■ What the exercise asks:
Can you output the records below as a JSON list of strings, with one string per line and blank lines left out?

>> start Supplied information

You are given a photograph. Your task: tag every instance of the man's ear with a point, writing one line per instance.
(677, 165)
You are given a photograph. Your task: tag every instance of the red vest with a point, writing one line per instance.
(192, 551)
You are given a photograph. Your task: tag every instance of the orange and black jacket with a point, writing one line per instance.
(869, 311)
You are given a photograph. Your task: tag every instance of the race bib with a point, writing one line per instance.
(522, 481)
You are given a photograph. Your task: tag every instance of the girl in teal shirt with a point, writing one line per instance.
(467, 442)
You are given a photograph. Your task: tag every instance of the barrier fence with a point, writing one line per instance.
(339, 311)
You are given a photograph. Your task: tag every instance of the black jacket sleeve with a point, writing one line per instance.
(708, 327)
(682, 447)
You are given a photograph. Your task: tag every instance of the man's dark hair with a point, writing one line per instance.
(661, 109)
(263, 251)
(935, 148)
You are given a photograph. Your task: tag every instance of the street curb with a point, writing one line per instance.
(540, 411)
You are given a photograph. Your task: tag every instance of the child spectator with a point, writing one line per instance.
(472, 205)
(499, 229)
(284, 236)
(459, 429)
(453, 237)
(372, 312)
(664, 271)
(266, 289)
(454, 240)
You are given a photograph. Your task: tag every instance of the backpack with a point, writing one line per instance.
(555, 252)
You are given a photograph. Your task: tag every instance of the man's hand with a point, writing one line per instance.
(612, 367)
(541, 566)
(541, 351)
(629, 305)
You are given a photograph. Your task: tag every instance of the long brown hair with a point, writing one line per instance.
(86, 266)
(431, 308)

>> end Supplied information

■ Written response:
[
  "You are given a photograph. Your task: tag every instance of the man's ear with a point, writing one line per instance.",
  "(677, 165)",
  "You are given a photograph. Your task: tag every instance of the red vest with a point, writing one line per instance.",
  "(192, 551)",
  "You are given a photograph. Your task: tag every instance of the orange and black jacket with a point, writing one line per instance.",
  "(869, 311)",
  "You are given a photograph. Your task: tag every instance of the race bib with a point, writing one line per instance.",
  "(522, 481)",
  "You are given a photograph. Your task: tag every instance of the girl in teal shirt with a point, writing one line per instance.",
  "(467, 442)",
  "You are given a photograph. Your task: tag every instance of the barrier fence with a point, writing one line per instance.",
  "(339, 311)",
  "You are given a photograph. Your task: tag every instance of the black jacket sleeve with a point, writing one line per instance.",
  "(708, 327)",
  "(682, 447)",
  "You are given a photograph. Your task: tag every instance of the man's dark hair with a point, writing one line per instance.",
  "(661, 109)",
  "(263, 251)",
  "(935, 148)",
  "You are given a photograph. Your task: tag every instance of the street curb with a point, writing one line per instance.",
  "(540, 411)",
  "You are given a photograph. Your task: tag every instance of the child spectator with a point, writing one line per instance.",
  "(472, 205)",
  "(499, 229)",
  "(284, 236)",
  "(459, 429)",
  "(453, 237)",
  "(372, 312)",
  "(664, 271)",
  "(266, 289)",
  "(454, 240)",
  "You are given a photograph. Your task: tag every instance of the backpack with a point, writing one line per instance.",
  "(555, 252)",
  "You are given a photograph. Your task: tag every instance of the man's hand with a point, writing one line per instance.",
  "(612, 367)",
  "(541, 566)",
  "(541, 351)",
  "(629, 305)",
  "You are given a photograph. Your task: tag every instance of the long brown hair with a point, writing one line per instance.",
  "(86, 266)",
  "(431, 308)"
]